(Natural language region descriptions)
● ● ● ●

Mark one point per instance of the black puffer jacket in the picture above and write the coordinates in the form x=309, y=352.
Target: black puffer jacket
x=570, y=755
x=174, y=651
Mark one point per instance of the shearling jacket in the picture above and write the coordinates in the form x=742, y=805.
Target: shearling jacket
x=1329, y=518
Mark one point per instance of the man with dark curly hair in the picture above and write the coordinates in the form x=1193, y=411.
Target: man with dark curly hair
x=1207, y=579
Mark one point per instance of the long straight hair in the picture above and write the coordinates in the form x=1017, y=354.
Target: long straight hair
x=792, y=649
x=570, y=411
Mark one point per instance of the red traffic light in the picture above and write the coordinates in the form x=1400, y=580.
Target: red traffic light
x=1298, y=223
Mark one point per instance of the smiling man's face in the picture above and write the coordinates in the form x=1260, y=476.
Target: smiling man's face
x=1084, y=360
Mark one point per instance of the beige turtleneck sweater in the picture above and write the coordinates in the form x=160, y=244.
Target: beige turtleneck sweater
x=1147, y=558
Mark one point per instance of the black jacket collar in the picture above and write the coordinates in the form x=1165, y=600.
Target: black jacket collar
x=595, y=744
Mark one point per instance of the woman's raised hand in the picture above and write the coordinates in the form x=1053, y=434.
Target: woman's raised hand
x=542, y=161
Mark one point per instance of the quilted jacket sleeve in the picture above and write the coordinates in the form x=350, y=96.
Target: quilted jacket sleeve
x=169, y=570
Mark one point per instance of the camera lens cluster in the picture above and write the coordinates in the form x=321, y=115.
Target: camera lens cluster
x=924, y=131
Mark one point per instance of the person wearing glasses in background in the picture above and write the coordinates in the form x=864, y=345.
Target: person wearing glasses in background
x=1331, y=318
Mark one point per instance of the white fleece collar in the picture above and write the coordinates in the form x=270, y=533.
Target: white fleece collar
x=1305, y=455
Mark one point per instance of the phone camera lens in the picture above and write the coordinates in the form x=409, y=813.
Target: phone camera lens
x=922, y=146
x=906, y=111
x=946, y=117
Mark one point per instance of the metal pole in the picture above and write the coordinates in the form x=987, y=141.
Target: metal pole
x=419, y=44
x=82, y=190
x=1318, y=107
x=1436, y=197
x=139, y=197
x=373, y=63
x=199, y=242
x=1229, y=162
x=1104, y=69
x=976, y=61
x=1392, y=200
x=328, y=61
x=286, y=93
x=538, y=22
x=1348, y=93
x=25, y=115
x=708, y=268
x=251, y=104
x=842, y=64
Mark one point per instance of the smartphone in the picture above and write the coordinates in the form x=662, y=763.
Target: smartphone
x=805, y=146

● ● ● ●

An exact copy of every entry above is the expected answer.

Mark one point per instance of the black puffer jacket in the picture above and write the coordinates in the form x=309, y=352.
Target: black puffer jacket
x=570, y=755
x=174, y=651
Mark one point per instance of the shearling jacket in the picture above and write the coordinates in the form x=742, y=805.
Target: shearling jacket
x=1329, y=518
Mark one point per instance of the man with dark curly hair in the picture above and write the coordinates in the form x=1193, y=411.
Target: man with dark curly hair
x=1207, y=579
Mark one point per instance of the long straight hair in the picture above and write the coordinates in the form x=1017, y=354.
Target: long straight hair
x=792, y=649
x=570, y=411
Mark one point per instance of the red traffic light in the picture above and write the coordinates in the form x=1400, y=580.
Target: red traffic light
x=1298, y=223
Mark one point per instance of the smiling man's face in the picture above and write the coordinates in the form x=1260, y=476.
Target: smiling man's face
x=1084, y=360
Mark one point per instance of the beige turtleneck sweater in the picture above and write the coordinates in the form x=160, y=244.
Target: beige turtleneck sweater
x=1147, y=558
Mark one point per instance of the black jacket collar in the picture above and write the coordinates in the form x=1165, y=600.
Target: black jacket collar
x=595, y=744
Mark one point per instance of the woman's raised hand in the picture above and write the coordinates in the form x=1053, y=434.
Target: woman's raised hand
x=542, y=161
Mark one point per instance of the quilted jacket sleeve in the picture above and write the coordinates in the form x=350, y=96.
Target: quilted jacket sleeve
x=169, y=570
Mark one point per instance of the camera lens cluster in the picture above and write the coordinates in the form x=321, y=115.
Target: camera lens cluster
x=924, y=131
Mark one point per instance of the person wearing glasses in background in the picture above and write the coordinates in the form x=864, y=345.
Target: person wearing glasses in background
x=1331, y=318
Mark one point per instance of the white fleece collar in the picture above and write the coordinates in the form x=270, y=533.
Target: white fleece collar
x=1305, y=455
Mark one point per instance of the phone camera lens in the picture above and write the coordinates in the form x=409, y=813.
Target: phone camera lens
x=922, y=146
x=906, y=111
x=946, y=117
Mark one point per instance of the metal pole in the picture above and write the coordinates in the form x=987, y=141.
Target: metal pole
x=419, y=44
x=82, y=190
x=1318, y=107
x=1436, y=197
x=139, y=197
x=373, y=63
x=199, y=242
x=1229, y=162
x=1104, y=69
x=976, y=61
x=1392, y=200
x=328, y=61
x=286, y=93
x=538, y=22
x=1348, y=93
x=25, y=115
x=708, y=268
x=251, y=104
x=842, y=64
Mark one point per instance of the smartphone in the picture above and write the coordinates in the form x=662, y=763.
Target: smartphone
x=805, y=146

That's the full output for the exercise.